Short exercise A
In the mailing-list reply about DDNS update failures, why are the DHCP server's dynamic updates being rejected?

Selected excerpt
DDNS and Update Failure

Scott Dudley scott at telesoft.com
Thu Aug 12 00:53:50 UTC 2004


Thanks Kevin.  I posted this message previously to the DHCP forum and 
Ted basically told me that he had bigger fish to fry - no other 
respondents.  Thanks anyway.  Guess I'll have to roll up my sleeves and 
figure this one out on my own.  I'm an applications developer, not a 
sysadmin and hoped to not have to learn either application to this extent.

Thanks.

Kevin Darcy wrote:

>Well, it's odd that this only started happening after your BIND upgrade, 
>but the truth is, BIND doesn't know anything about MAC addresses, and as 
>far as Dynamic Update is concerned, it does only what it's told to by 
>the DHCP server making the update. The immediate problem, as you can see 
>from the logs, is that the DHCP server is putting in some prerequisites 
>for its updates, and since those prerequisites aren't being met, the 
>updates are being rejected. This seems to be working exactly as 
>intended. Prerequisites were spelled out quite clearly and unambiguously 
>in RFC 2136 and as far as I know, didn't change between BIND 8 and BIND 
>9. If it did change, it is far more likely that the new behavior 
>conforms to the standard much better than the old version, since 
>standards-conformance was one of the main reasons BIND 9 was written 
>from scratch to supercede BIND 8. I suppose it's possible that your 
>dhcpd was relying on some sort of buggy behavior in BIND 8's 
>prerequisite handling, and now that buggy behavior has gone away (????).

Short exercise B
In the records, rename "overcast sky" to "cloudy sky" in the lines starting at the one containing "Each returned marker MUST sit on an instance of the overcast" and ending at the one containing "[[750, 254], [740, 247]]". Keep everything else unchanged, and leave the pictures out.

Record set
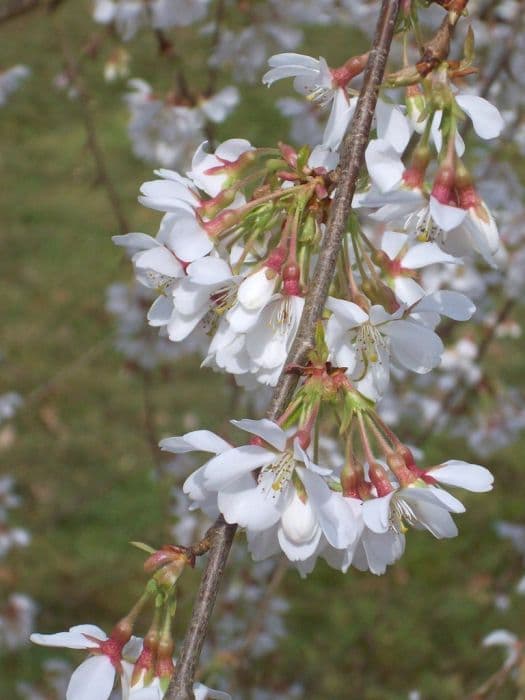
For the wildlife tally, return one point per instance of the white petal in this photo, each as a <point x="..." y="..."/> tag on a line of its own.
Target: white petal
<point x="264" y="428"/>
<point x="160" y="260"/>
<point x="384" y="165"/>
<point x="423" y="254"/>
<point x="227" y="467"/>
<point x="436" y="519"/>
<point x="392" y="125"/>
<point x="376" y="513"/>
<point x="257" y="289"/>
<point x="351" y="314"/>
<point x="140" y="241"/>
<point x="209" y="271"/>
<point x="338" y="121"/>
<point x="202" y="692"/>
<point x="74" y="639"/>
<point x="160" y="311"/>
<point x="472" y="477"/>
<point x="92" y="680"/>
<point x="335" y="515"/>
<point x="486" y="119"/>
<point x="244" y="504"/>
<point x="414" y="346"/>
<point x="447" y="303"/>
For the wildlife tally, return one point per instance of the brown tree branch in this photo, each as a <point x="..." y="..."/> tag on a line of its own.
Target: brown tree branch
<point x="352" y="156"/>
<point x="93" y="144"/>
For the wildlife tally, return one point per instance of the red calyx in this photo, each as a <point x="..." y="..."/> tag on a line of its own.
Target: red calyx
<point x="291" y="276"/>
<point x="276" y="259"/>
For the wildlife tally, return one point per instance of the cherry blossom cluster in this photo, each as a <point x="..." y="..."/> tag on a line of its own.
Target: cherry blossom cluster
<point x="233" y="260"/>
<point x="228" y="272"/>
<point x="142" y="666"/>
<point x="352" y="509"/>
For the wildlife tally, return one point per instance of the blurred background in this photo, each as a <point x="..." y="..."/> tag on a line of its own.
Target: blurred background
<point x="81" y="446"/>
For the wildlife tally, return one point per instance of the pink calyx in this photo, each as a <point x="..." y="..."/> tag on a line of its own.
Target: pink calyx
<point x="344" y="74"/>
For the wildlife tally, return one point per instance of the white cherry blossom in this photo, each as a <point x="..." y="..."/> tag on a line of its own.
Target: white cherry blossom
<point x="313" y="78"/>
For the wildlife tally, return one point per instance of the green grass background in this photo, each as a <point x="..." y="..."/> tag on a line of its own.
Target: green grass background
<point x="79" y="451"/>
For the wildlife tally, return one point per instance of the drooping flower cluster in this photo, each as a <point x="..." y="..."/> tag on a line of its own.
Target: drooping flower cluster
<point x="354" y="511"/>
<point x="143" y="667"/>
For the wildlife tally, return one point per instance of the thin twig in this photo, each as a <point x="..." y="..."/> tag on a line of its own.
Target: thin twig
<point x="352" y="156"/>
<point x="449" y="401"/>
<point x="93" y="144"/>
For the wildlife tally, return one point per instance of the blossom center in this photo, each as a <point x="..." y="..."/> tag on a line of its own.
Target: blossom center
<point x="281" y="469"/>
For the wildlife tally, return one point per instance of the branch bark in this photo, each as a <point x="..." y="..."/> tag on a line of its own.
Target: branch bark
<point x="352" y="156"/>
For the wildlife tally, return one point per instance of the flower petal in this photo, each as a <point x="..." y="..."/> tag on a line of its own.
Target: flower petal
<point x="92" y="680"/>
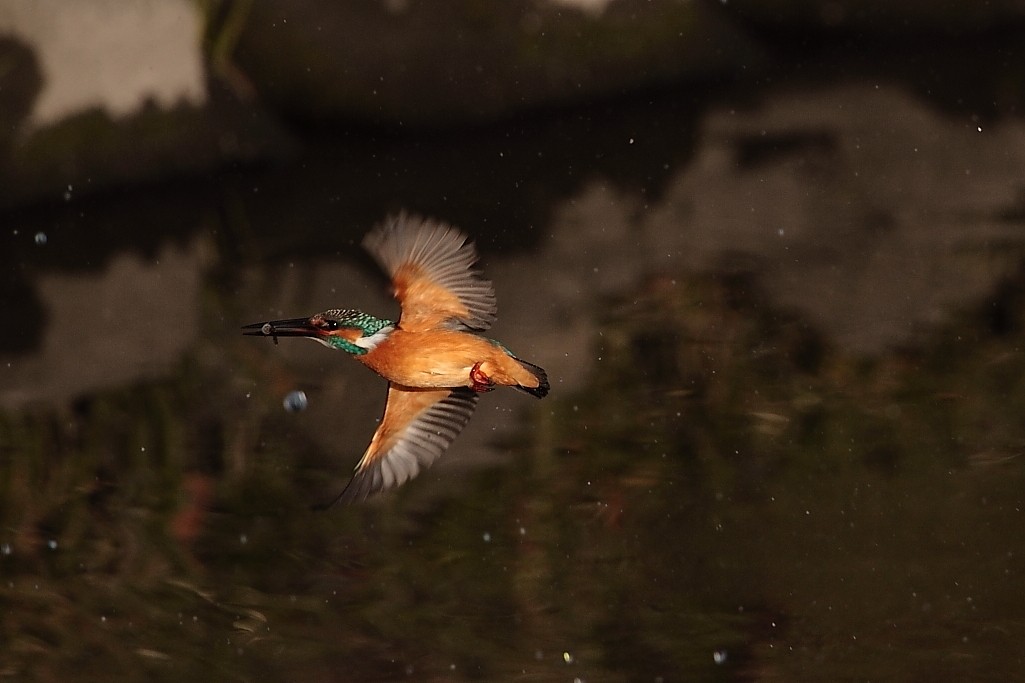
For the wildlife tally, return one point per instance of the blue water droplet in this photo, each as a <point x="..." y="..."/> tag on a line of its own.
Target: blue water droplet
<point x="295" y="401"/>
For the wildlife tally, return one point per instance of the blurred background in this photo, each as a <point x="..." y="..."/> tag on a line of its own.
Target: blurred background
<point x="772" y="255"/>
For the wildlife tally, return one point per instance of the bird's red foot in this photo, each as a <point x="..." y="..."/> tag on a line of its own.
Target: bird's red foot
<point x="482" y="383"/>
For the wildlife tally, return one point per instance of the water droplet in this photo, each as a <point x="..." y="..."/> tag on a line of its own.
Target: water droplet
<point x="295" y="401"/>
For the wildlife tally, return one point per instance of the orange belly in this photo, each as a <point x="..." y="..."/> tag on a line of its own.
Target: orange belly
<point x="436" y="358"/>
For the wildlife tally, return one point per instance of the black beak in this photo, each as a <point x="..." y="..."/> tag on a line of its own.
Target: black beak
<point x="276" y="328"/>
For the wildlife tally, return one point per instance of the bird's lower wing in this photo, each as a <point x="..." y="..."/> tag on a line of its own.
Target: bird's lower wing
<point x="418" y="426"/>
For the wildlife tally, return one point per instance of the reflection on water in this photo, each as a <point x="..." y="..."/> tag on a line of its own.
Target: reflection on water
<point x="784" y="437"/>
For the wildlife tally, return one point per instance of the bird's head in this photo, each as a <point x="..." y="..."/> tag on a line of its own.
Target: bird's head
<point x="347" y="329"/>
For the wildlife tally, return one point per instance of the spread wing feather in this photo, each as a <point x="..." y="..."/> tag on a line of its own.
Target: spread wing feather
<point x="418" y="426"/>
<point x="433" y="275"/>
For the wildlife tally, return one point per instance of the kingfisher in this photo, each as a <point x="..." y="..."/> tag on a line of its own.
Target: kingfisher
<point x="435" y="357"/>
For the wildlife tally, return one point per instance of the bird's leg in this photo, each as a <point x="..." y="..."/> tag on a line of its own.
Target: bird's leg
<point x="482" y="383"/>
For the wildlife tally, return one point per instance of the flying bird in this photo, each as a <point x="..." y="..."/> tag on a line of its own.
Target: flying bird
<point x="435" y="357"/>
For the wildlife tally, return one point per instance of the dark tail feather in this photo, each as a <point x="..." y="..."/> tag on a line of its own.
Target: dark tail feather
<point x="542" y="379"/>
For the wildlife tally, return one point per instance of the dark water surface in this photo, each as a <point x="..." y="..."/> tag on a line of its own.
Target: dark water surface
<point x="784" y="439"/>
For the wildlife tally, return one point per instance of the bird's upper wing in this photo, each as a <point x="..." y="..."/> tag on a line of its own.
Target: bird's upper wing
<point x="433" y="275"/>
<point x="416" y="429"/>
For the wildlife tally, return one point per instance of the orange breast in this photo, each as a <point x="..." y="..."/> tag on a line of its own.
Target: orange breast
<point x="429" y="359"/>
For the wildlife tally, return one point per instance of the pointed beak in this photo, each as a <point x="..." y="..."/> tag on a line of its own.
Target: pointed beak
<point x="276" y="328"/>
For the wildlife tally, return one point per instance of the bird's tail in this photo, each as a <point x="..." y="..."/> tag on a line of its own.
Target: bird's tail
<point x="541" y="390"/>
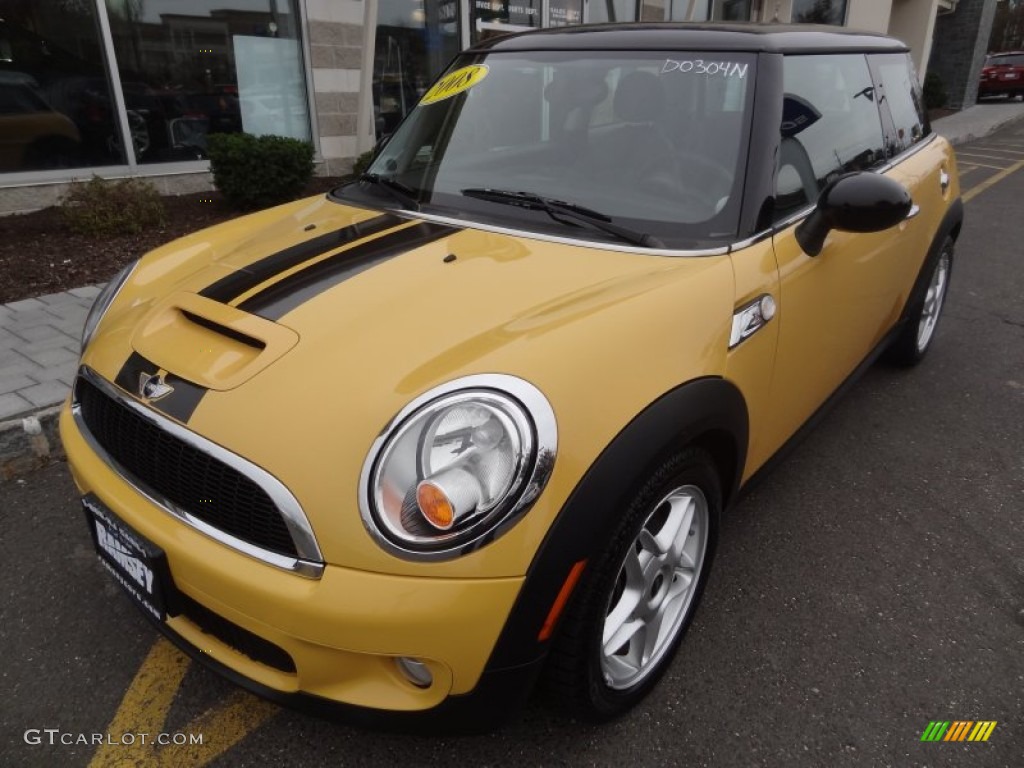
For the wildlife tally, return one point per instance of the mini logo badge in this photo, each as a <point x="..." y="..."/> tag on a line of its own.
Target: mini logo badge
<point x="153" y="386"/>
<point x="958" y="730"/>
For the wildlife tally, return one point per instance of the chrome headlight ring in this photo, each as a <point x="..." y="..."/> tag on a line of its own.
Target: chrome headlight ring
<point x="458" y="466"/>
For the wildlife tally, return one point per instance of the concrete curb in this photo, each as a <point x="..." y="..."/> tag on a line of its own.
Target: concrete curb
<point x="29" y="442"/>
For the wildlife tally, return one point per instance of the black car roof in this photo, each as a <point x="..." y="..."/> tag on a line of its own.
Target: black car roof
<point x="669" y="36"/>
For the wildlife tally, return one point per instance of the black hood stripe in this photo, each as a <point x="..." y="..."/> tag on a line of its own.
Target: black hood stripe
<point x="298" y="288"/>
<point x="179" y="404"/>
<point x="231" y="286"/>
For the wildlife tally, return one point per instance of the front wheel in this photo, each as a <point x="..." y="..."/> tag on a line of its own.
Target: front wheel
<point x="913" y="341"/>
<point x="622" y="631"/>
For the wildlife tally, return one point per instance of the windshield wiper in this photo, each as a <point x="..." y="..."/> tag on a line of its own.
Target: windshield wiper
<point x="558" y="209"/>
<point x="401" y="193"/>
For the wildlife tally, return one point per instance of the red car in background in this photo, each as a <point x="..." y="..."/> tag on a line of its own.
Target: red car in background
<point x="1003" y="75"/>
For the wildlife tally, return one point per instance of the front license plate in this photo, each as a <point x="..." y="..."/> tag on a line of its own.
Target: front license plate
<point x="135" y="562"/>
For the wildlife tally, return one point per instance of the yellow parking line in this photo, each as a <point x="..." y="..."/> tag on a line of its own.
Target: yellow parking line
<point x="994" y="147"/>
<point x="993" y="179"/>
<point x="145" y="706"/>
<point x="975" y="164"/>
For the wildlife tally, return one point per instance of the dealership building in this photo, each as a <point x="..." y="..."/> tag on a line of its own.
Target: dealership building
<point x="118" y="88"/>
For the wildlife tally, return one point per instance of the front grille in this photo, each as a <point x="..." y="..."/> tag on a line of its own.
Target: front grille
<point x="204" y="486"/>
<point x="230" y="634"/>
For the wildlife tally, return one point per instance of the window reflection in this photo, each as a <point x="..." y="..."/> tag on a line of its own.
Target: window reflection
<point x="416" y="39"/>
<point x="194" y="68"/>
<point x="55" y="104"/>
<point x="819" y="11"/>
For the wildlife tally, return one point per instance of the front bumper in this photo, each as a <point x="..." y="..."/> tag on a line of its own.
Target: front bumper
<point x="343" y="631"/>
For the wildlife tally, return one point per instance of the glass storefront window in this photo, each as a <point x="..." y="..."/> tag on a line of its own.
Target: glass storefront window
<point x="731" y="10"/>
<point x="416" y="39"/>
<point x="819" y="11"/>
<point x="193" y="68"/>
<point x="612" y="10"/>
<point x="56" y="109"/>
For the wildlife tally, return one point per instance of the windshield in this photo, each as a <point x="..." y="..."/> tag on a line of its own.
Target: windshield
<point x="645" y="146"/>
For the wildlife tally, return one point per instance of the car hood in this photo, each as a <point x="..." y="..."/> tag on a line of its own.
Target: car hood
<point x="297" y="352"/>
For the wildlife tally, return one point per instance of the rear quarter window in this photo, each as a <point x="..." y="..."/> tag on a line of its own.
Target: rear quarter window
<point x="901" y="95"/>
<point x="830" y="126"/>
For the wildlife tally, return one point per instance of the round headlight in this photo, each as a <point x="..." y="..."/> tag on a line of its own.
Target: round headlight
<point x="458" y="466"/>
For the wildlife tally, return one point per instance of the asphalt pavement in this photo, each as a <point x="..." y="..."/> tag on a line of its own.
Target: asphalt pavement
<point x="873" y="583"/>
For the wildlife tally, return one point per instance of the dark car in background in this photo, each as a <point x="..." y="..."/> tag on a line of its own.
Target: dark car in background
<point x="1003" y="75"/>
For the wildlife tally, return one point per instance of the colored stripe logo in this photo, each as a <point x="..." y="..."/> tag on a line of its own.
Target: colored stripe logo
<point x="958" y="730"/>
<point x="246" y="279"/>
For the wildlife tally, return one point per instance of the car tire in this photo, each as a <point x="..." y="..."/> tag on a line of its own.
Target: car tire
<point x="621" y="632"/>
<point x="915" y="338"/>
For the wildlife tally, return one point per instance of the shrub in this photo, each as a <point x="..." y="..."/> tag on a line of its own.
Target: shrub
<point x="103" y="207"/>
<point x="935" y="92"/>
<point x="259" y="171"/>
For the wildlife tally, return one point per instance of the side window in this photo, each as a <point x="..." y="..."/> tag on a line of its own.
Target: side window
<point x="830" y="126"/>
<point x="901" y="92"/>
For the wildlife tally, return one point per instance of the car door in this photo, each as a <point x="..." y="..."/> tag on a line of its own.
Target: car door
<point x="836" y="306"/>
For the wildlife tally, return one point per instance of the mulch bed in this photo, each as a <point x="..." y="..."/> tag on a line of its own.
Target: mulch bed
<point x="39" y="255"/>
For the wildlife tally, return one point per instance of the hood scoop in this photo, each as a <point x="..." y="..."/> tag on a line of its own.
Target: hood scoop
<point x="210" y="343"/>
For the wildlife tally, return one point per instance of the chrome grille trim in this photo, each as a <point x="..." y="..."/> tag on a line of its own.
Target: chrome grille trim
<point x="309" y="563"/>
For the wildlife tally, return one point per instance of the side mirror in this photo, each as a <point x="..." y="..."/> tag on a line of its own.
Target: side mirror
<point x="381" y="143"/>
<point x="861" y="202"/>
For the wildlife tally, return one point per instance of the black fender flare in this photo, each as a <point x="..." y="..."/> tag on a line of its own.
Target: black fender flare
<point x="949" y="226"/>
<point x="711" y="412"/>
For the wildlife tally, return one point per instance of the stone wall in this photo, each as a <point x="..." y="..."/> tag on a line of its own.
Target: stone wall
<point x="958" y="49"/>
<point x="337" y="56"/>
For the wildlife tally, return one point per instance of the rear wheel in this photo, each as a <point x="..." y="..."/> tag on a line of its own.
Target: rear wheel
<point x="914" y="340"/>
<point x="623" y="629"/>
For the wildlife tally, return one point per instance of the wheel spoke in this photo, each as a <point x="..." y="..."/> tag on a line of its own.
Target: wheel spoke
<point x="653" y="587"/>
<point x="620" y="667"/>
<point x="623" y="635"/>
<point x="678" y="525"/>
<point x="633" y="591"/>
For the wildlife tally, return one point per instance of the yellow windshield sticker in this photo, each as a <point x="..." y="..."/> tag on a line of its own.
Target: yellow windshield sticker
<point x="454" y="83"/>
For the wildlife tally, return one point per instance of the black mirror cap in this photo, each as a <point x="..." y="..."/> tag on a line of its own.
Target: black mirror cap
<point x="860" y="202"/>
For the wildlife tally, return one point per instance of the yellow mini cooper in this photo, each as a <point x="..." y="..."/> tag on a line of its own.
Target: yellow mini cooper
<point x="398" y="452"/>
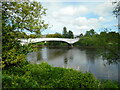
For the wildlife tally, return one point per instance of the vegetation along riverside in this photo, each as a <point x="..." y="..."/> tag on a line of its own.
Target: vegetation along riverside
<point x="18" y="72"/>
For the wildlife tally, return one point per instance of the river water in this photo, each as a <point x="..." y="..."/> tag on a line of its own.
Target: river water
<point x="83" y="59"/>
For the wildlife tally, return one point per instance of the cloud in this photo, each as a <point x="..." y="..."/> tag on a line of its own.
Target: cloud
<point x="78" y="18"/>
<point x="70" y="11"/>
<point x="104" y="9"/>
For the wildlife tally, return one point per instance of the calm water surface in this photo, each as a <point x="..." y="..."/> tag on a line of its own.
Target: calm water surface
<point x="83" y="59"/>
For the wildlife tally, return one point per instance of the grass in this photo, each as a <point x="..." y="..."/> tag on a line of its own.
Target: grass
<point x="45" y="76"/>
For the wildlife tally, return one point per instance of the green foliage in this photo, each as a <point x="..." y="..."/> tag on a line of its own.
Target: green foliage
<point x="109" y="84"/>
<point x="17" y="17"/>
<point x="105" y="42"/>
<point x="45" y="76"/>
<point x="68" y="34"/>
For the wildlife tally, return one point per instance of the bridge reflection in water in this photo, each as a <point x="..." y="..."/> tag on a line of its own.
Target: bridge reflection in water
<point x="31" y="40"/>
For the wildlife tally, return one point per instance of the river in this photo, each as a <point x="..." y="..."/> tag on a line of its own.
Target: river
<point x="83" y="59"/>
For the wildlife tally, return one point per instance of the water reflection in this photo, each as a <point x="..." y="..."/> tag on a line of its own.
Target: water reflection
<point x="78" y="58"/>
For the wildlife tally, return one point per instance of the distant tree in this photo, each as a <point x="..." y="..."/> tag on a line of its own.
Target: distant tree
<point x="116" y="10"/>
<point x="70" y="34"/>
<point x="16" y="17"/>
<point x="65" y="32"/>
<point x="81" y="35"/>
<point x="90" y="32"/>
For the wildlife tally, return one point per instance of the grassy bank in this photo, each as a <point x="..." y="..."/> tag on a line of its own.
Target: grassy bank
<point x="45" y="76"/>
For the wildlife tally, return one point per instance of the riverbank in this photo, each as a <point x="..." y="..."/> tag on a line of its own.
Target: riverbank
<point x="45" y="76"/>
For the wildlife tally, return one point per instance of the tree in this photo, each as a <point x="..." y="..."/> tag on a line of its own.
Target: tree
<point x="70" y="34"/>
<point x="17" y="17"/>
<point x="116" y="10"/>
<point x="90" y="33"/>
<point x="64" y="32"/>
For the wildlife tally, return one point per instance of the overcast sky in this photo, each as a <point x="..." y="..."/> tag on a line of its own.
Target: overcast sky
<point x="79" y="17"/>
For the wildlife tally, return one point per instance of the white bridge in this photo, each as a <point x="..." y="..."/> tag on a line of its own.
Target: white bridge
<point x="34" y="40"/>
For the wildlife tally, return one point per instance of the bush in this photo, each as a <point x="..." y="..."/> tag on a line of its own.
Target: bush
<point x="45" y="76"/>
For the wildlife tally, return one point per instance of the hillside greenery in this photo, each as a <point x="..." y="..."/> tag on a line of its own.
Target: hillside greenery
<point x="45" y="76"/>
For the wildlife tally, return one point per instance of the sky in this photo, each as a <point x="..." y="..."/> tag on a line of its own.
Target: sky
<point x="79" y="17"/>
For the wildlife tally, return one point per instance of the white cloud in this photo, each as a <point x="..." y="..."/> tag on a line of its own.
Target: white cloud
<point x="74" y="17"/>
<point x="104" y="9"/>
<point x="70" y="11"/>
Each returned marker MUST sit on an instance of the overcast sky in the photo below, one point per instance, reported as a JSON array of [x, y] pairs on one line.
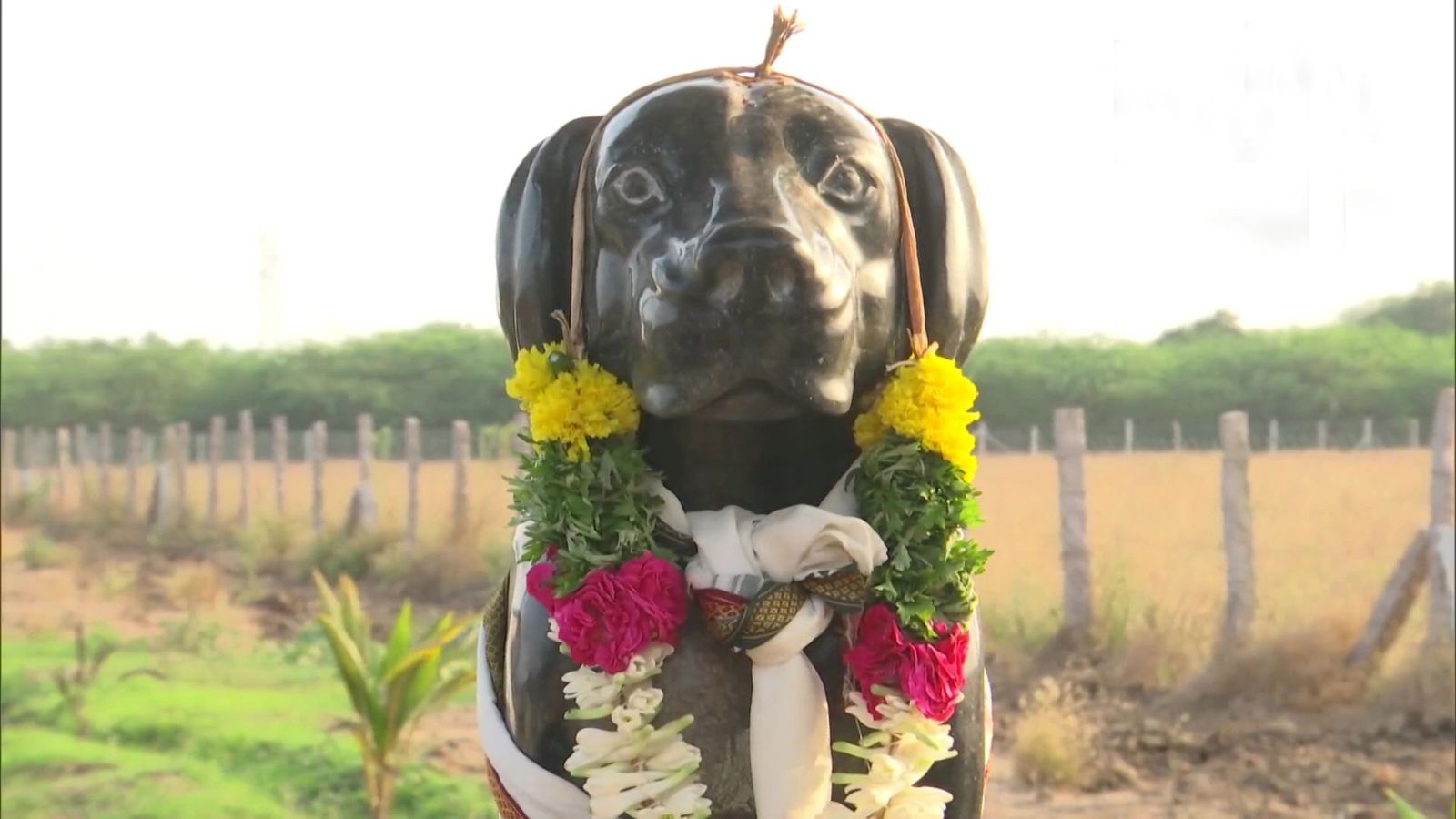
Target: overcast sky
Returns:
[[1139, 165]]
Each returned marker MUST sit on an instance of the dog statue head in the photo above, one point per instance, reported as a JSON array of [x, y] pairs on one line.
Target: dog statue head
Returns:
[[750, 254], [740, 247]]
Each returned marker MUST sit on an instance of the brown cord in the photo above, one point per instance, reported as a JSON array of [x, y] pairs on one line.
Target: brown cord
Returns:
[[784, 28]]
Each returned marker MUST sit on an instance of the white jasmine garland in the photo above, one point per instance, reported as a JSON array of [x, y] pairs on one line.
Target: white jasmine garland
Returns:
[[902, 746], [633, 770]]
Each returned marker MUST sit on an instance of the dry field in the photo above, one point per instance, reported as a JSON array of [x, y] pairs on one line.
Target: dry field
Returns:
[[1329, 528]]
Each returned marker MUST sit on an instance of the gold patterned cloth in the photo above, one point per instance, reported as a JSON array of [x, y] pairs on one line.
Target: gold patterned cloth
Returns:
[[747, 622], [769, 584]]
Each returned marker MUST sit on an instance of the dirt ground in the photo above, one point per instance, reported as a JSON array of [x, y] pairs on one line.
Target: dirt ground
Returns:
[[1150, 755]]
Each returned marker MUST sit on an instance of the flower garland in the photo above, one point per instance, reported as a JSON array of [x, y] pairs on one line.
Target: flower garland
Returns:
[[615, 598], [907, 653]]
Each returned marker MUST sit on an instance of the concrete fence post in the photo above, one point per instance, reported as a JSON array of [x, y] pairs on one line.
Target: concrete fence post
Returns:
[[1238, 530], [1441, 622], [1069, 439]]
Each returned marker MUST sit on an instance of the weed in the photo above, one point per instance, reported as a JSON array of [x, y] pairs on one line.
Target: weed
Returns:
[[75, 682], [1053, 743], [393, 687]]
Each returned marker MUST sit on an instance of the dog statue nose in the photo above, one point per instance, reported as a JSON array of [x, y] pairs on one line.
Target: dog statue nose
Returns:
[[754, 264]]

Written response A
The DHCP server attaches prerequisites to its updates, and those prerequisites aren't being met, so the updates are rejected. BIND does only what the DHCP server making the update tells it to do.

Written response B
Each returned marker MUST sit on an instance of the cloudy sky in the photo below, one point per instance, reported as a JSON array of [x, y] pairs on one line.
Target: cloudy sky
Returns:
[[1139, 165]]
Each returned marker MUST sit on an instance of the dog statue head in the photo above, one point per instance, reported as a JSON array of [x, y] pairs on one line.
Target: dog statue head
Returns:
[[750, 254], [740, 247]]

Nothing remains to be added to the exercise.